**Data:**
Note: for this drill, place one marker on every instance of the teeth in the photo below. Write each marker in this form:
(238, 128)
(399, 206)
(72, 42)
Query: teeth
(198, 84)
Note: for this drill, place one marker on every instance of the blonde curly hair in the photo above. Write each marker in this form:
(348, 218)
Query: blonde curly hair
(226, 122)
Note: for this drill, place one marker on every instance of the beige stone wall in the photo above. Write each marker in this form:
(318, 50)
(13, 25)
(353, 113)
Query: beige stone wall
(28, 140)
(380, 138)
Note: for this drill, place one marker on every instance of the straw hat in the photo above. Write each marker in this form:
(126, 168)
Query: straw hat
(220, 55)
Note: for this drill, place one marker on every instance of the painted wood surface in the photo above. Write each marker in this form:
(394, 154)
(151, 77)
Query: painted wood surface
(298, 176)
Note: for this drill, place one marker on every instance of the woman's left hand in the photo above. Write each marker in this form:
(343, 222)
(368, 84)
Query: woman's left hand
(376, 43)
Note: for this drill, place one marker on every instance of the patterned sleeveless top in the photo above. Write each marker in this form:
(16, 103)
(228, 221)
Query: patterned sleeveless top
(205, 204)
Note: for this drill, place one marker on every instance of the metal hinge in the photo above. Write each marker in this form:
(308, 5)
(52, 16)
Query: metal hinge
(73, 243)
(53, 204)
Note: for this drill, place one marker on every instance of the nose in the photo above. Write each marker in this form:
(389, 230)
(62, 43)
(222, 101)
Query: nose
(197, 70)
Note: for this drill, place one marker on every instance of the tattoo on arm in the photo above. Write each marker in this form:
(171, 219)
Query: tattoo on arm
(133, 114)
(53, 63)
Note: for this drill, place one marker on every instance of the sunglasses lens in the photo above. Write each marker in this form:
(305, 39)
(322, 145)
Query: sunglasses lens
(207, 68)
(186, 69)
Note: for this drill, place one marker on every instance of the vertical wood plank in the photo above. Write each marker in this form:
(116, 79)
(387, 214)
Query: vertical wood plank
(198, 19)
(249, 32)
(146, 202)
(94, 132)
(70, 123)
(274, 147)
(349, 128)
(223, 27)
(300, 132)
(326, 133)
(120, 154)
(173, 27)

**Problem requirements:** Lines before the one containing "Query: sunglasses lens" are to be left out; that line and every line after it through the end of the data should be copied exactly.

**Exercise answer:**
Query: sunglasses lens
(207, 68)
(186, 69)
Note: for this drill, place one marker on every instance of the vertical wood plank in the photo above. Write each marker in this form:
(116, 79)
(387, 214)
Query: vertical wood plank
(198, 19)
(249, 32)
(146, 202)
(94, 132)
(70, 123)
(274, 147)
(349, 128)
(223, 27)
(300, 132)
(326, 133)
(120, 154)
(173, 27)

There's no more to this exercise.